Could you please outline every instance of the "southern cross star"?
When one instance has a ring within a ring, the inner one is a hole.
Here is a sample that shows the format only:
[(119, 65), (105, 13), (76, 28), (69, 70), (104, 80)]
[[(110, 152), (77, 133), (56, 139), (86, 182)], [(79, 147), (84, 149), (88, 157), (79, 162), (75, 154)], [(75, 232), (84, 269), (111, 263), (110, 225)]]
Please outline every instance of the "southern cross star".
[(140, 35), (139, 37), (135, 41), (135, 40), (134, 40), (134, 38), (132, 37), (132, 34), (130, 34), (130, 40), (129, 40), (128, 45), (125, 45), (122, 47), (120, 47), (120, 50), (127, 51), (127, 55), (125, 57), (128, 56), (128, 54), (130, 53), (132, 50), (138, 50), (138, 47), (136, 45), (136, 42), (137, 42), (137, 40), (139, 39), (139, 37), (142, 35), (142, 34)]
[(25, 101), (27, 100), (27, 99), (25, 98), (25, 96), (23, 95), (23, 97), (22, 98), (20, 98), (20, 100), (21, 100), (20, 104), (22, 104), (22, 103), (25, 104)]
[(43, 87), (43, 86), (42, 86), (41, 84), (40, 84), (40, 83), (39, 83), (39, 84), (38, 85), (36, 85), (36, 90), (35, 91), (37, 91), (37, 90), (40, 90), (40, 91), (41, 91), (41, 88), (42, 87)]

__SET TASK__: Replace "southern cross star" with "five-pointed star" throughout the entries above, leaving everything else unchanged.

__ANSWER TO THIS PROBLEM__:
Could you please outline every instance of the "five-pointed star"?
When one instance has a ring within a ring, the inner one is a hole.
Here is a sample that shows the format only:
[(119, 65), (105, 13), (76, 28), (69, 70), (104, 80)]
[[(110, 152), (77, 133), (56, 139), (86, 182)], [(79, 147), (84, 149), (88, 157), (79, 162), (75, 154)], [(75, 232), (84, 269), (111, 263), (110, 225)]]
Please outline every instance of the "five-pointed star".
[(140, 35), (139, 37), (135, 41), (135, 40), (134, 40), (134, 38), (132, 37), (132, 34), (130, 34), (130, 40), (129, 40), (128, 45), (125, 45), (122, 47), (120, 47), (120, 50), (127, 51), (127, 55), (125, 57), (128, 56), (128, 54), (130, 53), (132, 50), (138, 50), (138, 47), (136, 45), (136, 42), (137, 42), (137, 40), (139, 39), (139, 37), (142, 35), (142, 34)]
[(25, 101), (27, 100), (27, 99), (25, 98), (25, 96), (23, 95), (23, 97), (22, 98), (20, 98), (20, 100), (21, 100), (20, 104), (22, 104), (22, 103), (25, 104)]
[(43, 87), (43, 86), (42, 86), (41, 84), (40, 84), (40, 83), (39, 83), (39, 84), (38, 85), (36, 85), (36, 90), (35, 91), (37, 91), (37, 90), (40, 90), (40, 91), (41, 91), (41, 88), (42, 87)]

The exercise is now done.